Point annotations for photos
--

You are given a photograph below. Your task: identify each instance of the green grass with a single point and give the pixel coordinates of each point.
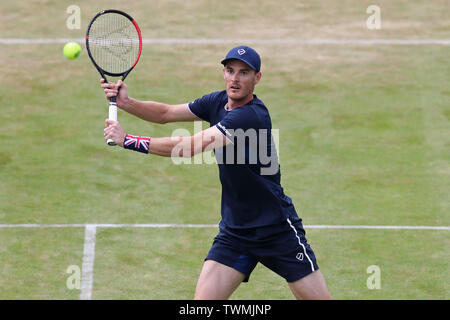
(364, 139)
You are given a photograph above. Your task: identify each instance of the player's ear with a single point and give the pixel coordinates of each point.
(258, 77)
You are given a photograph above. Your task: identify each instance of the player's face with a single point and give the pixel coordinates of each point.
(240, 80)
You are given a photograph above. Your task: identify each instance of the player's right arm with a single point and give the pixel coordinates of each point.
(147, 110)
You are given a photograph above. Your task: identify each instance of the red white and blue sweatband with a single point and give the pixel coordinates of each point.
(136, 143)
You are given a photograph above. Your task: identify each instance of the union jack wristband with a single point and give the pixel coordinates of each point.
(136, 143)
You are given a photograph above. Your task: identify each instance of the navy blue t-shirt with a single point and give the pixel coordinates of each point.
(252, 195)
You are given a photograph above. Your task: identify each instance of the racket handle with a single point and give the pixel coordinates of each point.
(112, 115)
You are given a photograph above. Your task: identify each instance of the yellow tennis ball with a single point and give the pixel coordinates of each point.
(72, 50)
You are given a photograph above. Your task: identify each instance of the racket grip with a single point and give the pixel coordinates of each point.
(112, 115)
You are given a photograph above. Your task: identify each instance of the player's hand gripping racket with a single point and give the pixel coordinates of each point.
(114, 44)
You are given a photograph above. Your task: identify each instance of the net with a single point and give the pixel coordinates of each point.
(114, 42)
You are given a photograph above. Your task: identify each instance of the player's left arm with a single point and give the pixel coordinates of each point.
(180, 146)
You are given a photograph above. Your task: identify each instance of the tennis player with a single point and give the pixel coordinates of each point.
(259, 222)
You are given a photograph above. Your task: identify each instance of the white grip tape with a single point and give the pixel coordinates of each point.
(112, 111)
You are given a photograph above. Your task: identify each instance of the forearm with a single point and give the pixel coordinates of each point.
(172, 146)
(146, 110)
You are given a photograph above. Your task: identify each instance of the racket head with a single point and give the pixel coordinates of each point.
(113, 43)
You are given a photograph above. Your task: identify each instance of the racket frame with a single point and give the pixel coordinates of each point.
(112, 113)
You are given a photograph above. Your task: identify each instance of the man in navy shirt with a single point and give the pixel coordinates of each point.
(259, 222)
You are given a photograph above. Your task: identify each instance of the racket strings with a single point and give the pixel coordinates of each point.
(114, 42)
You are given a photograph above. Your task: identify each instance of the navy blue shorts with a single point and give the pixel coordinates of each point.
(283, 250)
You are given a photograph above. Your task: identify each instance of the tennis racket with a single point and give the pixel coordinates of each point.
(114, 44)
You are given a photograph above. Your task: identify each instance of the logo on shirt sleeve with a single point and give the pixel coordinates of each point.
(224, 129)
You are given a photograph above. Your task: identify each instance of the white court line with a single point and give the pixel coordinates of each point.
(87, 279)
(173, 225)
(209, 41)
(87, 269)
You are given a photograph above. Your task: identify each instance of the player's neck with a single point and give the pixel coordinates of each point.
(233, 104)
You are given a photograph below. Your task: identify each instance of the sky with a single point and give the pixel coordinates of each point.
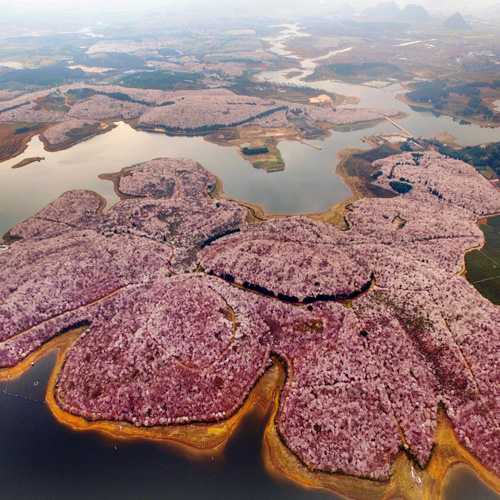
(252, 6)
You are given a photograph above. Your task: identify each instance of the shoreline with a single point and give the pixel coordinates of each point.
(404, 99)
(201, 441)
(197, 440)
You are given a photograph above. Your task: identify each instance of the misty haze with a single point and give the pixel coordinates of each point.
(249, 250)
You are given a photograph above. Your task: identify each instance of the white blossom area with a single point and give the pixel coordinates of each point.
(338, 116)
(197, 110)
(186, 305)
(173, 178)
(448, 180)
(102, 107)
(64, 132)
(182, 111)
(76, 209)
(295, 259)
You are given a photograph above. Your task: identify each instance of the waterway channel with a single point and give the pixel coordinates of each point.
(39, 458)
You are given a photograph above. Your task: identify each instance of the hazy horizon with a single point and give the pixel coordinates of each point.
(257, 8)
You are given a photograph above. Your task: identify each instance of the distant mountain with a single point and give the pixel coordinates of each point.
(346, 10)
(387, 10)
(456, 22)
(413, 13)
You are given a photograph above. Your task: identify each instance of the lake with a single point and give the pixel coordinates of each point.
(42, 459)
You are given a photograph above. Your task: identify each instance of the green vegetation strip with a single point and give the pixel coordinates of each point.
(483, 266)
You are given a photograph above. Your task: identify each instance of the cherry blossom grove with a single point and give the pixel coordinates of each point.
(186, 305)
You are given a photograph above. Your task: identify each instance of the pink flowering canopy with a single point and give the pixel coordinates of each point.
(186, 305)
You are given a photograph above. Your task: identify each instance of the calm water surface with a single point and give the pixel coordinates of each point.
(42, 459)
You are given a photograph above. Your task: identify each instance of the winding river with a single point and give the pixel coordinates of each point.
(39, 458)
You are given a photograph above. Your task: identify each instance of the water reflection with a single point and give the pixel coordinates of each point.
(42, 459)
(462, 483)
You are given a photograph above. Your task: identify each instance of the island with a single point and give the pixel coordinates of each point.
(176, 309)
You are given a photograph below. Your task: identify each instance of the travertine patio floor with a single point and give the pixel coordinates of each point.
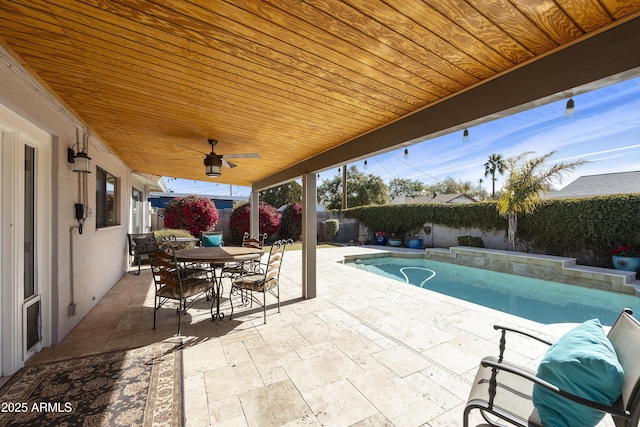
(368, 351)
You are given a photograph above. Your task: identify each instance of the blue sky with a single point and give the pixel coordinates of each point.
(604, 130)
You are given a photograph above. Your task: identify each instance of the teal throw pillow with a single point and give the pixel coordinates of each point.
(582, 362)
(212, 241)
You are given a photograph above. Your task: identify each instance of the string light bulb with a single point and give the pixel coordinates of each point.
(570, 110)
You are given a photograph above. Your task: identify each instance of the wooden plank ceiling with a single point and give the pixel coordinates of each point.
(288, 79)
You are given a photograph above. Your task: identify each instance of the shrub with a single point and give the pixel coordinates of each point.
(291, 222)
(331, 227)
(475, 242)
(239, 221)
(191, 213)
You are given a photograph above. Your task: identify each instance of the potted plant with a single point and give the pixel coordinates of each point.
(395, 240)
(381, 238)
(414, 241)
(627, 257)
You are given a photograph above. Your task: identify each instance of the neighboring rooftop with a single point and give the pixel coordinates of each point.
(434, 198)
(601, 185)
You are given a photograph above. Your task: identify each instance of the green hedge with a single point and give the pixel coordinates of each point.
(586, 229)
(402, 219)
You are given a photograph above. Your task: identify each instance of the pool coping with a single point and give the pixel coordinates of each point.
(546, 267)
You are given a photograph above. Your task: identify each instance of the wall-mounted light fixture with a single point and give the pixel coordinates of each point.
(80, 160)
(570, 110)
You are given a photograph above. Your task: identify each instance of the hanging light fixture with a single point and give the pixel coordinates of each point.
(212, 166)
(570, 110)
(80, 160)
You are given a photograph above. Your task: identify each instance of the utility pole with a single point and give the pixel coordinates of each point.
(344, 187)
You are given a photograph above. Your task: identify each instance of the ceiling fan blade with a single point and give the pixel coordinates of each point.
(242, 156)
(193, 149)
(228, 164)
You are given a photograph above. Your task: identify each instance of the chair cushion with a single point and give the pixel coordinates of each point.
(255, 282)
(212, 241)
(145, 245)
(188, 289)
(582, 362)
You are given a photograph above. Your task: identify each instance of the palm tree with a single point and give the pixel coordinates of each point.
(528, 180)
(495, 164)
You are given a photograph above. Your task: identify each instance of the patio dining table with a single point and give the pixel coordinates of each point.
(214, 257)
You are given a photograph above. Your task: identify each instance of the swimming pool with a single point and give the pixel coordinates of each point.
(538, 300)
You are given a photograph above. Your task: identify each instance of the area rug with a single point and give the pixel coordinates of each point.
(137, 387)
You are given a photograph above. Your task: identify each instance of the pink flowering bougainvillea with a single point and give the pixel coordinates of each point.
(191, 213)
(239, 220)
(291, 222)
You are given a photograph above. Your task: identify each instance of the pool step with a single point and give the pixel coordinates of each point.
(547, 267)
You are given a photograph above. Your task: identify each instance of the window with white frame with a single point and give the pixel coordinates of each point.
(107, 199)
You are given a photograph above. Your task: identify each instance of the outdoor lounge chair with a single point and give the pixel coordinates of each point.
(141, 244)
(266, 279)
(170, 285)
(505, 390)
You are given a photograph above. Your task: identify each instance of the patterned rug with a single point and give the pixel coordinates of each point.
(137, 387)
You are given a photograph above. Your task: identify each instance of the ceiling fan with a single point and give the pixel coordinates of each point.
(213, 162)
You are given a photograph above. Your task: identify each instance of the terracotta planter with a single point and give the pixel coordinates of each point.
(414, 243)
(626, 263)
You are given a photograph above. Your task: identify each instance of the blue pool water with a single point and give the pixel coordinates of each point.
(538, 300)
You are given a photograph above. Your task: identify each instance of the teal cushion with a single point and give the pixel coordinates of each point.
(582, 362)
(214, 240)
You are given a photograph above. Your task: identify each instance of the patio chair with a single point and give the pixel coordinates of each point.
(255, 241)
(211, 238)
(507, 391)
(141, 244)
(170, 285)
(265, 280)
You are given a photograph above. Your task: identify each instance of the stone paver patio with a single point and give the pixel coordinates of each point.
(368, 351)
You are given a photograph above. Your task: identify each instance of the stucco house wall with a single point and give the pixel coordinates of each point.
(100, 256)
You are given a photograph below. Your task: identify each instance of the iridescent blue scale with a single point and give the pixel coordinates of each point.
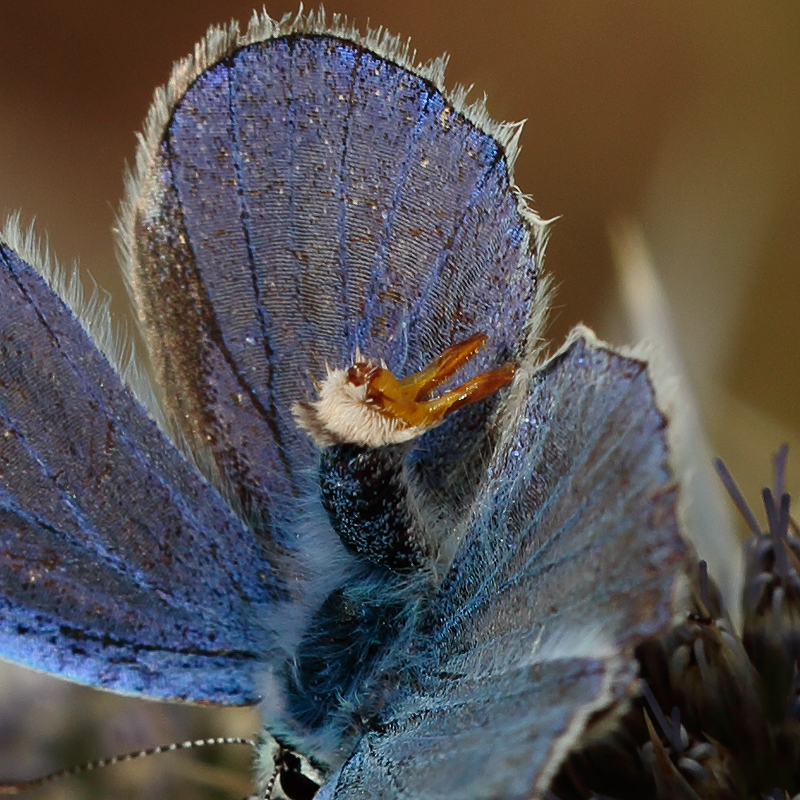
(305, 199)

--

• WRITTEN PROBLEM: Write out, please, the lines of the listing above from the one with "the patio chair" through the very last, exactly as given and with no pictures.

• ANSWER TO THE EXERCISE:
You are given a photograph above. Your task: identify each instance of the patio chair with a single point and give the pixel coordinates of each point.
(255, 241)
(211, 238)
(507, 391)
(141, 244)
(170, 285)
(265, 280)
You are given a photograph above. Your task: identify each instance of the stone paver patio with a single point and give the pixel coordinates of each point.
(368, 351)
You are given a photograph above. Your task: identify each instance of the stucco house wall with a single point and give the pixel coordinates of each point.
(100, 256)
You are given a photograph below. Your task: identify each instance of the iridescent blue scale with a single point and give the pixel coordinates of each point.
(305, 199)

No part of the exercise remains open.